République Française

Au nom du Peuple Français



COUR D'APPEL DE DOUAI

Chambre Sociale

- Prud'Hommes-





APPELANT :



Société SCP BTSG² es qualité de liquidateur de la SAS WEGRAVIT

[Adresse 1]

[Adresse 1]

[Localité 3]



Association L'UNEDIC DELEGATION AGS, CGEA DE [Locali...

ARRÊT DU

30 Septembre 2022

N° 1578/22

N° RG 20/02026 - N° Portalis DBVT-V-B7E-TGTZ

GG / GD

Jugement du

Conseil de Prud'hommes - Formation paritaire de LILLE

en date du

10 Septembre 2020

(RG F19/00148 -section )

GROSSE :

aux avocats

le 30 Septembre 2022

République Française

Au nom du Peuple Français

COUR D'APPEL DE DOUAI

Chambre Sociale

- Prud'Hommes-

APPELANT :

Société SCP BTSG² es qualité de liquidateur de la SAS WEGRAVIT

[Adresse 1]

[Adresse 1]

[Localité 3]

Association L'UNEDIC DELEGATION AGS, CGEA DE [Localité 5]

[Adresse 2]

[Adresse 2]

Représentées par Me CAMUS-DEMAILLY, avocat au barreau de Douai, substitué par Me HULEUX, avocat au barreau de Douai

INTIMÉE :

Mme [B] [U]

[Adresse 4]

[Localité 3]

Représentée par Me DANDOY, avocat au barreau de Lille

DÉBATS : à l'audience publique du 01 Juin 2022

Tenue par Gilles GUTIERREZ

magistrat chargé d'instruire l'affaire qui a entendu seul les plaidoiries, les parties ou leurs représentants ne s'y étant pas opposés et qui en a rendu compte à la cour dans son délibéré,

les parties ayant été avisées à l'issue des débats que l'arrêt sera prononcé par sa mise à disposition au greffe.

GREFFIER : Annie LESIEUR

COMPOSITION DE LA COUR LORS DU DÉLIBÉRÉ

Soleine HUNTER-FALCK

: PRÉSIDENT DE CHAMBRE

Muriel LE BELLEC

: CONSEILLER

Gilles GUTIERREZ

: CONSEILLER

ARRÊT : Contradictoire

prononcé par sa mise à disposition au greffe le 30 Septembre 2022, les parties présentes en ayant été préalablement avisées dans les conditions prévues à l'article 450 du code de procédure civile, signé par Soleine HUNTER-FALCK, Président et par Cindy LEPERRE, greffier auquel la minute de la décision a été remise par le magistrat signataire.

■ ■ ■ ■ ■

** Consignes **
(1) Relevez tous les avocats nommés dans l'arrêt de la cour d'appel de Douai.
(2) D'après l'arrêt de la cour d'appel de Douai, pourquoi Gilles GUTIERREZ a-t-il pu entendre seul les plaidoiries ?

■ ■ ■ ■ ■

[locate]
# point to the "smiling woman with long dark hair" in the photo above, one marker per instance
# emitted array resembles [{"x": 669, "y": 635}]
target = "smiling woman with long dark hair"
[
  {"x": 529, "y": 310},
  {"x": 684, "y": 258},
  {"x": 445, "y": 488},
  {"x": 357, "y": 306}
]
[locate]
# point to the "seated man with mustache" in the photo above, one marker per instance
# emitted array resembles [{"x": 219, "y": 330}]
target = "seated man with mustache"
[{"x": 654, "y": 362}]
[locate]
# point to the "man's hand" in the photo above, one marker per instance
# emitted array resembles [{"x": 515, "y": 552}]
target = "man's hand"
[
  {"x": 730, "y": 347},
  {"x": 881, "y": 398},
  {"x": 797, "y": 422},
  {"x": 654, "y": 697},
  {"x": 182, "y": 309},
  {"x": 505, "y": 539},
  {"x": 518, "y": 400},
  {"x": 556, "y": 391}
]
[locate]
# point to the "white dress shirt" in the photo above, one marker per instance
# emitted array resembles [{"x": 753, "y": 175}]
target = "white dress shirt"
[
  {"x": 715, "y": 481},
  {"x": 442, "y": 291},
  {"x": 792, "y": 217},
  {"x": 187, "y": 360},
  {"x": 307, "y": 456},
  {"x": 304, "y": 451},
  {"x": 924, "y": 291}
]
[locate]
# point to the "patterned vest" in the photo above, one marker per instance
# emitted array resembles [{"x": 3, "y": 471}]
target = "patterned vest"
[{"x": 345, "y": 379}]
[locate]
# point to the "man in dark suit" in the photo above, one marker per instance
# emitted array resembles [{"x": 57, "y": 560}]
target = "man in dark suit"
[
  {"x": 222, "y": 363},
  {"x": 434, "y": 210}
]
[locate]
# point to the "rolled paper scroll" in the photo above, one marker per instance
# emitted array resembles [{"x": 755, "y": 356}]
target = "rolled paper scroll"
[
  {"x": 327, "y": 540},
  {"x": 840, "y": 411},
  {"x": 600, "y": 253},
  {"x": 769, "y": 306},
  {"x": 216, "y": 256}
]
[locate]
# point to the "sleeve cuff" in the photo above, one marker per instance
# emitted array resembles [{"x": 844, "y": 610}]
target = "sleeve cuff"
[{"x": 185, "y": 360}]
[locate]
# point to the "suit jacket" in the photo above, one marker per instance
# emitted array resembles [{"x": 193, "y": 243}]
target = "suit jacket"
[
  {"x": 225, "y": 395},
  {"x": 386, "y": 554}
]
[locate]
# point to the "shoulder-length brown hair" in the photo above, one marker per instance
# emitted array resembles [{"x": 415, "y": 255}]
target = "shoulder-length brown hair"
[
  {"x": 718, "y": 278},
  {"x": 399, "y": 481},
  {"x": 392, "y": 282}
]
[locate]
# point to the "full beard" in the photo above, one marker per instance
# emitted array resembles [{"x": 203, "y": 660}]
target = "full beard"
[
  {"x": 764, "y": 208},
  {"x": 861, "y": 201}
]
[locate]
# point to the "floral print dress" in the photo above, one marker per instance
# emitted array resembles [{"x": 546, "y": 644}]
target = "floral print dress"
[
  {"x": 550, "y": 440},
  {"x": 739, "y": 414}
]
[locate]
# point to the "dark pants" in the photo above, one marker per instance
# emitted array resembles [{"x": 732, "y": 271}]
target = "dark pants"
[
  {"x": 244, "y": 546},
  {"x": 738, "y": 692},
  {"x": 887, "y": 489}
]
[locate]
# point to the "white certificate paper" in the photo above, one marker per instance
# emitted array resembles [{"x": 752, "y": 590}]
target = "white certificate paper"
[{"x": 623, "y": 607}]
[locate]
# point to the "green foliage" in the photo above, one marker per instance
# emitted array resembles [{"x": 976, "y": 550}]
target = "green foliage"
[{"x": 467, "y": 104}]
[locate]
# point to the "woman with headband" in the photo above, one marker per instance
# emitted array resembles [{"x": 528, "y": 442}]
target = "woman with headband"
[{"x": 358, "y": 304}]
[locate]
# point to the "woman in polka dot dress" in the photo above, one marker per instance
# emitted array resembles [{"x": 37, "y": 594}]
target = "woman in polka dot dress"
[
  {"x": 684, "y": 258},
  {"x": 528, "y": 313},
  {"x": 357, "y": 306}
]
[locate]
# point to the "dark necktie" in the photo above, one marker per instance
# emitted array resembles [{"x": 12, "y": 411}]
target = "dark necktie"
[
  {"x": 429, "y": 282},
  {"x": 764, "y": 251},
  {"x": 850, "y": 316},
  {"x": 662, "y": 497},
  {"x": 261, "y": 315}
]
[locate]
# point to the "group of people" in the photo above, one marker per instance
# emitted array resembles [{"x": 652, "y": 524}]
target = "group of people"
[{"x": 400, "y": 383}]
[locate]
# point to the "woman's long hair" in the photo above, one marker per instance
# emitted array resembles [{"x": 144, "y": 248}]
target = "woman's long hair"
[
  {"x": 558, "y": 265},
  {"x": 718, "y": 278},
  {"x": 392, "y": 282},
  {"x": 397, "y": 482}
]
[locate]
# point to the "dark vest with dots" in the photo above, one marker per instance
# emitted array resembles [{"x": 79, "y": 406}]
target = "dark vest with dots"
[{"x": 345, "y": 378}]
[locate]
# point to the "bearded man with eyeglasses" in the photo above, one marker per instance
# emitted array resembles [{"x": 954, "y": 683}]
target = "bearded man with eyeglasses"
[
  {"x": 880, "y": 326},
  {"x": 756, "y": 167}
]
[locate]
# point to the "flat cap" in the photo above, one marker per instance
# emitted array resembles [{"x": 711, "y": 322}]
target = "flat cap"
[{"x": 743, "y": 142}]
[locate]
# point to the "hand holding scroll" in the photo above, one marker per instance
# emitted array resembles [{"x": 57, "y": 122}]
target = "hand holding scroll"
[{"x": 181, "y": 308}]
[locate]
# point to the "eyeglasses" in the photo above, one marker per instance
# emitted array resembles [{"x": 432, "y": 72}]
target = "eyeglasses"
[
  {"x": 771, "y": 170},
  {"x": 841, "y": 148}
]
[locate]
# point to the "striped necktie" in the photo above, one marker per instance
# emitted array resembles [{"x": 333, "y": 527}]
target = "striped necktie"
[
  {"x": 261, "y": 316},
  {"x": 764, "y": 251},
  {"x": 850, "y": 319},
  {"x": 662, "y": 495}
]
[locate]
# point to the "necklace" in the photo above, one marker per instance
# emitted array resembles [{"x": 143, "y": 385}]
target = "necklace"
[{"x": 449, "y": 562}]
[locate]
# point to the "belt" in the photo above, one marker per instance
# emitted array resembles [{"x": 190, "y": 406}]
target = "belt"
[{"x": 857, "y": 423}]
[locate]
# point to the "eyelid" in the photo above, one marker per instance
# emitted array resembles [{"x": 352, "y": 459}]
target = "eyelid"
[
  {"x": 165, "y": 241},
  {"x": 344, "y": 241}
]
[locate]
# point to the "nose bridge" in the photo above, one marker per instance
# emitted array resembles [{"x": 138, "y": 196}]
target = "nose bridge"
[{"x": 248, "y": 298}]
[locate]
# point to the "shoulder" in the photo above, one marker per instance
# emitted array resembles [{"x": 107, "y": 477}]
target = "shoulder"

■ ■ ■ ■ ■

** Corrigé **
(1) Me CAMUS-DEMAILLY, Me HULEUX, Me DANDOY

(2) Il a pu entendre seul les plaidoiries parce que les parties ou leurs représentants ne s'y sont pas opposés.